**Task prompt:**
Could you restate the items below, beginning at the line that contains "locate: gray t-shirt" and stopping after the last line of the items, both ends included?

**Material for this task:**
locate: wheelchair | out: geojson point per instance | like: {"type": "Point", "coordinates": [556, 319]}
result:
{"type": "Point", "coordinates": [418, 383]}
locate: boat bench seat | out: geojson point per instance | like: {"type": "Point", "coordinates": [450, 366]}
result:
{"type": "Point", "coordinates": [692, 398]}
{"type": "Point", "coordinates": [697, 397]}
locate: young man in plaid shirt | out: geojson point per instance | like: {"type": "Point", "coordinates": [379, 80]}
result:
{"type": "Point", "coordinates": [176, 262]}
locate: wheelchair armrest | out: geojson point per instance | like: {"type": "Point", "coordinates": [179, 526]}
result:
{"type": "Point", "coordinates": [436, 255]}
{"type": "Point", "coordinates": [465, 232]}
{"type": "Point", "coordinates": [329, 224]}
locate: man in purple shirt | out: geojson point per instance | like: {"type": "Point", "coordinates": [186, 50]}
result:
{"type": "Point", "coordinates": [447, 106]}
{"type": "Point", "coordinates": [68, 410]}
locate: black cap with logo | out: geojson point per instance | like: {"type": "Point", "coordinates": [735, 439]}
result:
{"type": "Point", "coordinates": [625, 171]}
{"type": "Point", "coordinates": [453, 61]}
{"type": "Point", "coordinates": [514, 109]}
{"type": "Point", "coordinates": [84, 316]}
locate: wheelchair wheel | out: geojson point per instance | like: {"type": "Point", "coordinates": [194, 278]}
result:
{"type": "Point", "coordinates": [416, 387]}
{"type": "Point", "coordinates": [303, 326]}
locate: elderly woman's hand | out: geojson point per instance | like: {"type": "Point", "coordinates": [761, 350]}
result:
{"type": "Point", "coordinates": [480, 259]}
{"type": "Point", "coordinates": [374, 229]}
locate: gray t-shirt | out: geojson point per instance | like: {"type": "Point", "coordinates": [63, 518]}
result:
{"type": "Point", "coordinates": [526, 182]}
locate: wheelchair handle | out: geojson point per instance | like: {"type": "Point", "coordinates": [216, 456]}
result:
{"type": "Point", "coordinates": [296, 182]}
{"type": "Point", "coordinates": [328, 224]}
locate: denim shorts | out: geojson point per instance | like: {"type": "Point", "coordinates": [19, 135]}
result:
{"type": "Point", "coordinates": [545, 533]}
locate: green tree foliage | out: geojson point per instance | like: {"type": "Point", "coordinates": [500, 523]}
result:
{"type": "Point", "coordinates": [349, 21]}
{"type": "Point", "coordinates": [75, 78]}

**Response:**
locate: gray t-shirt | out: geojson point per instance | like: {"type": "Point", "coordinates": [63, 518]}
result:
{"type": "Point", "coordinates": [526, 182]}
locate: wheelchair handle | out: geojson point per instance | like: {"type": "Point", "coordinates": [216, 456]}
result:
{"type": "Point", "coordinates": [296, 182]}
{"type": "Point", "coordinates": [328, 224]}
locate: denim shorts | out: geojson point per instance | like: {"type": "Point", "coordinates": [19, 135]}
result:
{"type": "Point", "coordinates": [545, 533]}
locate: green tree foliage | out: geojson point per instance | like: {"type": "Point", "coordinates": [500, 523]}
result:
{"type": "Point", "coordinates": [349, 21]}
{"type": "Point", "coordinates": [75, 78]}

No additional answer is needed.